%%
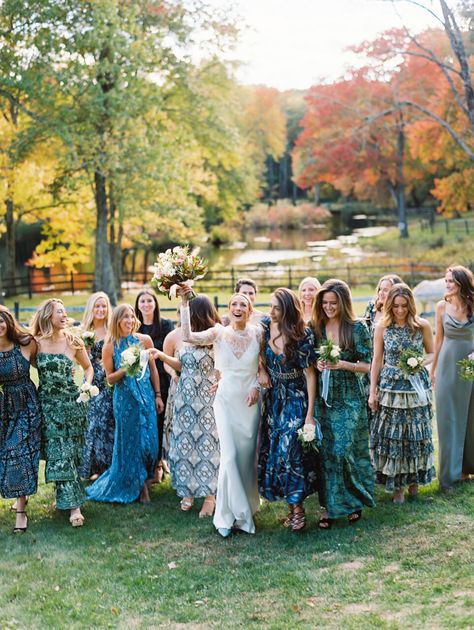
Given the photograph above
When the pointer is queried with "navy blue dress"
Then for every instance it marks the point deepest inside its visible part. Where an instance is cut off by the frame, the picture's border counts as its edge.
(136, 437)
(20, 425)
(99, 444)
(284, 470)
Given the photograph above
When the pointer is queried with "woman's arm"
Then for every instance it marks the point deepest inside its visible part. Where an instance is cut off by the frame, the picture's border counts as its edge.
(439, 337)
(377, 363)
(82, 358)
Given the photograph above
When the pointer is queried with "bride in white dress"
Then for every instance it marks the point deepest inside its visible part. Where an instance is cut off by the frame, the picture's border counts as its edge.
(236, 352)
%%
%%
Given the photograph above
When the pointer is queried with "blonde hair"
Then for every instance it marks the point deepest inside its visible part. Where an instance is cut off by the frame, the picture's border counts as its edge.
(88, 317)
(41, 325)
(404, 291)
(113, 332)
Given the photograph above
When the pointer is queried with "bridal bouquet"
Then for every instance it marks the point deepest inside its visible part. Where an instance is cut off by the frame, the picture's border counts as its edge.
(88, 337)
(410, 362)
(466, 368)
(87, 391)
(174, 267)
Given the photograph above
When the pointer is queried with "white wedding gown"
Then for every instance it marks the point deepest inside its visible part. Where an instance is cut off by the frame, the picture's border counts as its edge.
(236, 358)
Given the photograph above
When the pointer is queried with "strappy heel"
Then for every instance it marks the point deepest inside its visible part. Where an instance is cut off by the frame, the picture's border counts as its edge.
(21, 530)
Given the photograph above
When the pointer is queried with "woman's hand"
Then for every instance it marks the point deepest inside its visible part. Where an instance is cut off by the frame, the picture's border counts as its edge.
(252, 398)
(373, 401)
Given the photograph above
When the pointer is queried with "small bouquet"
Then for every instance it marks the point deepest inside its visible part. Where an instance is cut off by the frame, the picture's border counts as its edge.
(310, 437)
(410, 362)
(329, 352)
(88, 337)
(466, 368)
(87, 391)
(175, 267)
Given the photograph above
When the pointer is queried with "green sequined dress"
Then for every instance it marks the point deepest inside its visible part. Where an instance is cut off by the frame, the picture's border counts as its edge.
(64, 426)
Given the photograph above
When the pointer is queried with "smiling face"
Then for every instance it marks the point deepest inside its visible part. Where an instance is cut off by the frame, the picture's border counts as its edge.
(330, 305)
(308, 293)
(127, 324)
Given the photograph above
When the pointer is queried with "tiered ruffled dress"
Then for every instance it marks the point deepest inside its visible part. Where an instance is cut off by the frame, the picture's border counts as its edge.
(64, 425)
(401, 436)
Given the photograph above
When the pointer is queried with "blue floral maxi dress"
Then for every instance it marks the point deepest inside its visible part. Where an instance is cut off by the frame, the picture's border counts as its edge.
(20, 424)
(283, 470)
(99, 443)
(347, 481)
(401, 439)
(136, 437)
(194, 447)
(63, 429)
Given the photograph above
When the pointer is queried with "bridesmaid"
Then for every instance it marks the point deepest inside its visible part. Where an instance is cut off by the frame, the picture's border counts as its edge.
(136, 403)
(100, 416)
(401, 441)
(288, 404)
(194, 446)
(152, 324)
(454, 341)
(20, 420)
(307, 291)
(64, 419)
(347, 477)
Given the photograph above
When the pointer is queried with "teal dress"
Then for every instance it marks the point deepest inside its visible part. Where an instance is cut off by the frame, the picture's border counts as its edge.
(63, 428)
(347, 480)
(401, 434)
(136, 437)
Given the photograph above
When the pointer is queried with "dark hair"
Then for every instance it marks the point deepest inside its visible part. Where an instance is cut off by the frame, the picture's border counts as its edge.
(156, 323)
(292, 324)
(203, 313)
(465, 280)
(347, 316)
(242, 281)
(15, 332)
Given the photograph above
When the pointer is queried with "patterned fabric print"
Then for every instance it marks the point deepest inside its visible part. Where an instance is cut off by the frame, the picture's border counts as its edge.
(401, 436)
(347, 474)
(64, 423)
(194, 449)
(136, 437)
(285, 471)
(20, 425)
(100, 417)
%%
%%
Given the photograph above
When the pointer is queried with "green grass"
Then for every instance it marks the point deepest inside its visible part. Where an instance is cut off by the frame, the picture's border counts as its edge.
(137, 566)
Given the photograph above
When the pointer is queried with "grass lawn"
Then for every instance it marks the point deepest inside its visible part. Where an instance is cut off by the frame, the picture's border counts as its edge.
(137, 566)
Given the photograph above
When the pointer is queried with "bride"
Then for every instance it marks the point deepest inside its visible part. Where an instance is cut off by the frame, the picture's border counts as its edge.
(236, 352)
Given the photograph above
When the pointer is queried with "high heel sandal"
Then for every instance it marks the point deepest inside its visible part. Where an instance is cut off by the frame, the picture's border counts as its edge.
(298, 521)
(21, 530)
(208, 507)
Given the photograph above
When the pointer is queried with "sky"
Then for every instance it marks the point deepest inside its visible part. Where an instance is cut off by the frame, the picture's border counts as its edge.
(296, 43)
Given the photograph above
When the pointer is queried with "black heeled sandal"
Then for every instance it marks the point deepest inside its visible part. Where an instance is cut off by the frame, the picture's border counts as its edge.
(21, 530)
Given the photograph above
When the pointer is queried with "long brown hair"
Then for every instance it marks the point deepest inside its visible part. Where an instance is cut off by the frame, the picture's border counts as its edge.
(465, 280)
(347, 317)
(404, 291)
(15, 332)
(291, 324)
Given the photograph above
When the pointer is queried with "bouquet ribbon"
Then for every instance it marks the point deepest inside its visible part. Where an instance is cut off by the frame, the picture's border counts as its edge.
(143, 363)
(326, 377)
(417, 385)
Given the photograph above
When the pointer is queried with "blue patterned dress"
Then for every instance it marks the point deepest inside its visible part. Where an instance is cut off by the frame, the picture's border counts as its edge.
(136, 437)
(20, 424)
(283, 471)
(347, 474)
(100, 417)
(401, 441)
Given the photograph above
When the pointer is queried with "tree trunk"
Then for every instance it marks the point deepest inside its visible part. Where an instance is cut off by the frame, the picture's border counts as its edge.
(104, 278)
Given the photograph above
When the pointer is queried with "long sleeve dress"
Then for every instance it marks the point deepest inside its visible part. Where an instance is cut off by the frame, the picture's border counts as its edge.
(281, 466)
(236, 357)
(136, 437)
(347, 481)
%%
## Short task
Report how many lines in the entries above contain the string "hair", counting only case-exact matches. Reply with the number alone.

## Solved problem
3